WHAT YOU SHOULD DO: Copy the rows below word for word, starting with the line with "Spot the distant" and going on through the last of the rows. Leave the pictures out of your copy.

......

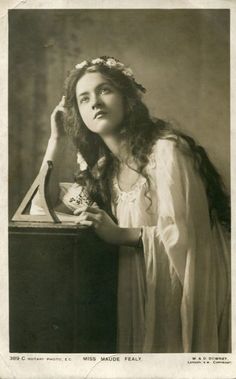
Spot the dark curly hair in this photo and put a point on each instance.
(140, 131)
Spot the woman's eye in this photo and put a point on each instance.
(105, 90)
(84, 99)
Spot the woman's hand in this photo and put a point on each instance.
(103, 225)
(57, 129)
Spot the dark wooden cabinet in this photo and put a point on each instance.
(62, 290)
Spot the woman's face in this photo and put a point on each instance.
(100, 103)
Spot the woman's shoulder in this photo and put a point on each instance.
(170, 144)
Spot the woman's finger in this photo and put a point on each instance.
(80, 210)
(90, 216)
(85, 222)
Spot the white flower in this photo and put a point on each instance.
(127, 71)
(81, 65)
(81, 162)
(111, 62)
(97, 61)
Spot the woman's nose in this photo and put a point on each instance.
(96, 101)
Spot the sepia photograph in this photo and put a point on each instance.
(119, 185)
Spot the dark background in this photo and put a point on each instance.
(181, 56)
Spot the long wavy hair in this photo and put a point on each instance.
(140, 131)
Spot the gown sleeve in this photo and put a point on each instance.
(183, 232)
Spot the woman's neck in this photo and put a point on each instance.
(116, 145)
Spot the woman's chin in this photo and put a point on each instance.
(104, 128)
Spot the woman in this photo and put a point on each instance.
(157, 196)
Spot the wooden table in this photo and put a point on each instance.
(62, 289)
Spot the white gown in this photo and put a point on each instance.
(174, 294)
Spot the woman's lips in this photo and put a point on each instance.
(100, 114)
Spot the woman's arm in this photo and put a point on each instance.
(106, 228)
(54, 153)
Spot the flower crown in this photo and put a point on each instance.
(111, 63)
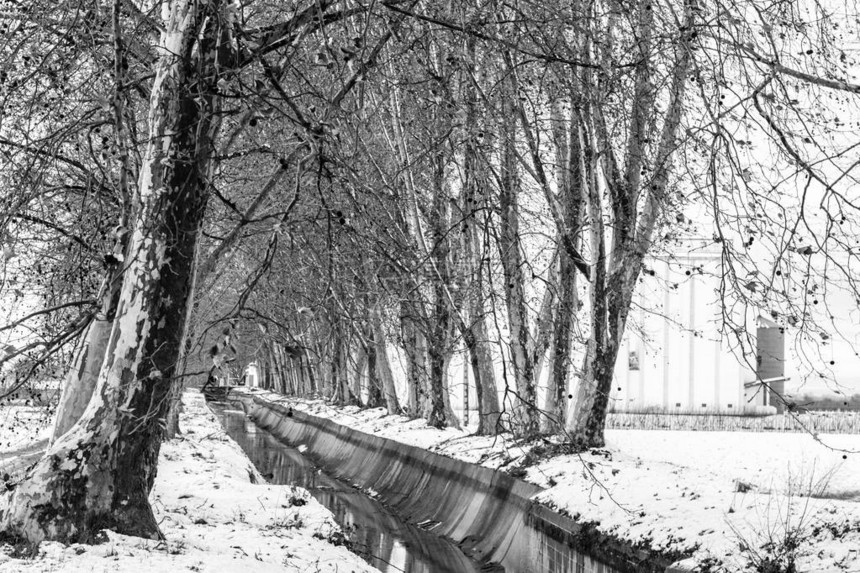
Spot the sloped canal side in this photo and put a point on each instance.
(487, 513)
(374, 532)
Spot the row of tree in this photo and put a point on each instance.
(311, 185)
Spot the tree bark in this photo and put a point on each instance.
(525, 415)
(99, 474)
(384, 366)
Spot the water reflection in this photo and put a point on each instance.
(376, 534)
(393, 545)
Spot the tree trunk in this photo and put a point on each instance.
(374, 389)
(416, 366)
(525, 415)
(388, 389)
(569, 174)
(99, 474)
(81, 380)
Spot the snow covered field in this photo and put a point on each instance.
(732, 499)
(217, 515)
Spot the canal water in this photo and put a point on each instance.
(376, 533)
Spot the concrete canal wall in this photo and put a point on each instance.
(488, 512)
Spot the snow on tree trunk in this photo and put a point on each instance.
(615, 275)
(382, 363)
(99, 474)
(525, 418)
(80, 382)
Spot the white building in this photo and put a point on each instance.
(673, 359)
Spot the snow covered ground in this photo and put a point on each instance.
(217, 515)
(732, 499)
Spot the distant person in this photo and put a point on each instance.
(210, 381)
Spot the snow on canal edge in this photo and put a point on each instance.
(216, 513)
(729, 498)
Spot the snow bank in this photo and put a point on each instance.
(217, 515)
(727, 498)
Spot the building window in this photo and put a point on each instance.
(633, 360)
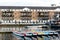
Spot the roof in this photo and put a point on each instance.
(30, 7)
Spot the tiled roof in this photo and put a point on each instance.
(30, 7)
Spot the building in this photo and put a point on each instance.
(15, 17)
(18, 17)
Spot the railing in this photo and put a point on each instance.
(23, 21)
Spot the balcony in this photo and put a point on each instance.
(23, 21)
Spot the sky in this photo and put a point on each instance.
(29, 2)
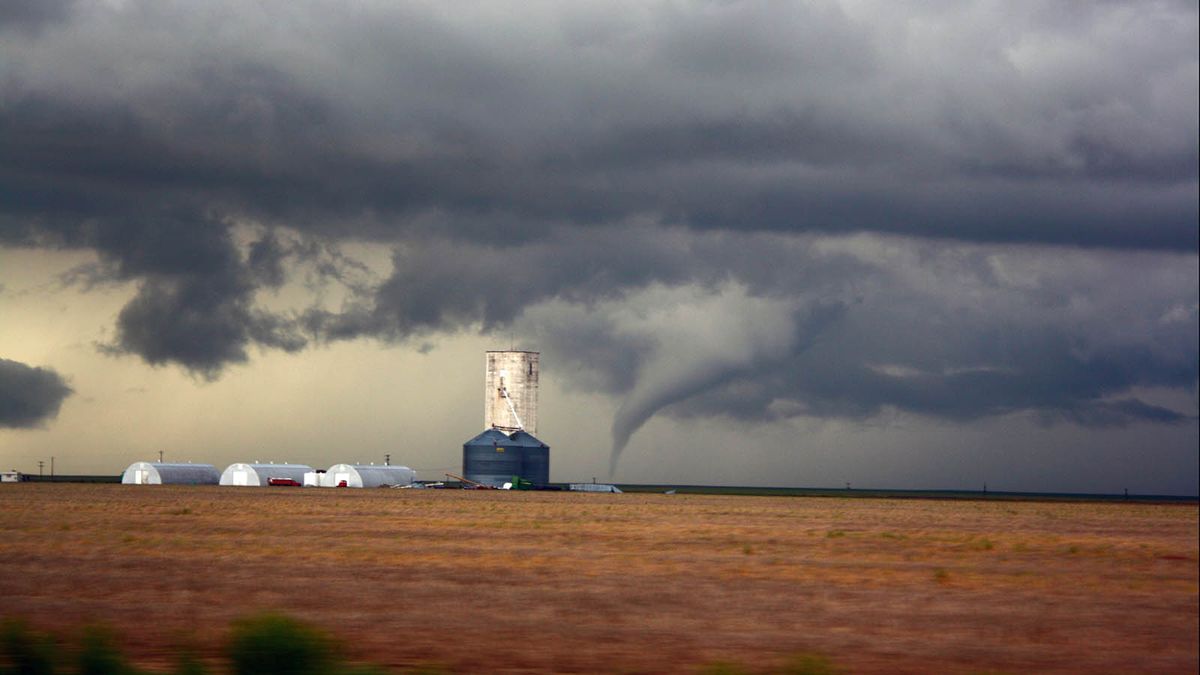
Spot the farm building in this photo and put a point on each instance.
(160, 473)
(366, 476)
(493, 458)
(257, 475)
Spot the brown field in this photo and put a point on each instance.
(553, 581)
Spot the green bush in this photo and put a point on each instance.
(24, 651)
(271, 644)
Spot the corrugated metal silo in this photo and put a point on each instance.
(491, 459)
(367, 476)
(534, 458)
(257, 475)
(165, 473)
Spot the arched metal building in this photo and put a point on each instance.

......

SOLUTION FOR THIS EXERCISE:
Spot the distant person in this photo and put a point on each instance.
(210, 381)
Spot the snow on canal edge in this photo and put a point on each instance.
(216, 513)
(729, 498)
Spot the snow bank in this photo and put a point on each instance.
(217, 515)
(727, 498)
Spot the building window in this photo and put a point on each instance.
(633, 360)
Spot the roof in this photo and put a point on each instance.
(30, 7)
Spot the tiled roof in this photo and put a point on each instance.
(30, 7)
Spot the building in this photo and put a point on each instance.
(15, 17)
(18, 17)
Spot the railing in this photo and put a point on each instance.
(23, 21)
Spot the balcony in this photo and put a point on each instance.
(23, 21)
Spot the sky in this photo and put a point on each instance.
(29, 2)
Spot the farm building in this photo and put a point on each instance.
(160, 473)
(366, 476)
(493, 458)
(257, 475)
Spot the brown field in this photo and put a point on each instance.
(553, 581)
Spot the green bush in this photo and put a point on each instance.
(24, 651)
(271, 644)
Spot the corrugated metal silo in this photo and put a point on each instance.
(491, 459)
(367, 476)
(534, 458)
(257, 475)
(165, 473)
Spot the arched metal building in this photo and put a point on each instance.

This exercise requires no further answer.